September at .09 Acres in Newport News, Virginia.
If you compare this picture with the main photo in the banner of my blog, you'll notice some pretty significant changes. The fig trees are quickly filling out against the south-facing fence (left). The espalier fig is reaching for the sky agains the shed (back left, near center). The raspberries and blackberries are looking a bit rough after the hot summer (back right). The peach tree has been replaced by 3 small rabbiteye blueberry bushes (right). I've found that peaches are nearly impossible to grow organically in this climate. And the pomegranate tree is flourishing (near right). I've also kept the grass and weeds in check with diligent digging, weeding, and mulching.

The raised vegetable beds look nearly naked, with the exception of a few emerging seedlings. You can see beet and carrot seedlings mid left and lettuce planted at staggered intervals near right. Within 30-45 days I'll be harvesting lettuce, spinach, radishes, and chard. I also plan on covering most beds with hoop houses to extend the growing season. They will also act like outdoor refrigerators keeping plants growing slowly but well preserved even during periods of frost and snow.

Thursday, September 29, 2011

Espalier Fig III

It's time for another update on my espalier fig. I planted a young Celeste fig in the ground at the corner of my garden shed about 18 months ago. Since that time, I've continuously trained it and pruned it. My previous two posts (Feb. 8, 2011 and June 10, 2011) show the process from its early stages, both in active growth and dormancy.

The tree has flourished this year and is now almost at or above the roofline of the shed.

Fig espalier.
I am continuing to train vertical shoots at 9" spacing. This is fairly easy to do when the growth is new, but you don't want to try it with very new green growth. I found out the hard way when I accidentally snapped off the horizontal leader on the right arm of the tree. You can see that the right arm terminates well before the end of the support stakes, visible in both pictures. Now I wait for the new growth to transition between green and woody surface before I train it in any given direction.

• • • • • • •

» **Instructions to follow**:
Reproduce the garden blog text above word for word, between "Espalier Fig III" and "of the shed.", inclusive.

» **Rows**:

• • • • • • •

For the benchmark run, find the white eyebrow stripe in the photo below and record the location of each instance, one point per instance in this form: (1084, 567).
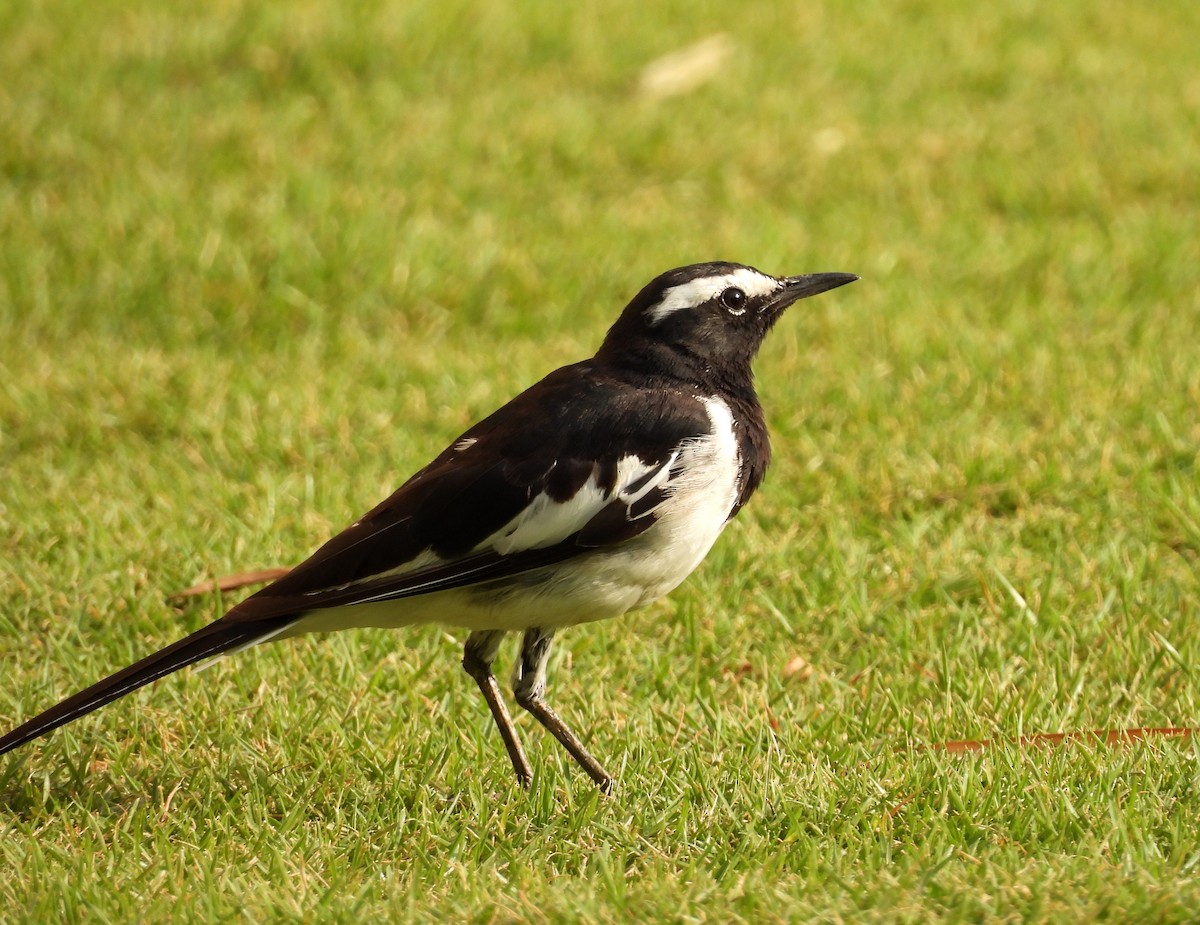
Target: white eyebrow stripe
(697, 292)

• • • • • • •

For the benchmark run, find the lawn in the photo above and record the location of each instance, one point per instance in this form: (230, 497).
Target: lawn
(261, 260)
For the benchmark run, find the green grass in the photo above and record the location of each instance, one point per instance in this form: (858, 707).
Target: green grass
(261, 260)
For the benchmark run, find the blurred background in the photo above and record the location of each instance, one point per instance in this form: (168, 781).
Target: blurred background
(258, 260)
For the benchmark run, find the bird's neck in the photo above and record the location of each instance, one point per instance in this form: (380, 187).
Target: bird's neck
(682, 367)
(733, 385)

• • • • • • •

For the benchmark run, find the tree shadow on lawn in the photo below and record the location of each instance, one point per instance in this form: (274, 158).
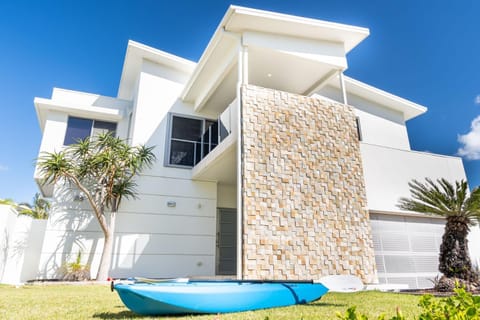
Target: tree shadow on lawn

• • • • • • •

» **Solution to the exercise**:
Espalier Fig III

It's time for another update on my espalier fig. I planted a young Celeste fig in the ground at the corner of my garden shed about 18 months ago. Since that time, I've continuously trained it and pruned it. My previous two posts (Feb. 8, 2011 and June 10, 2011) show the process from its early stages, both in active growth and dormancy.

The tree has flourished this year and is now almost at or above the roofline of the shed.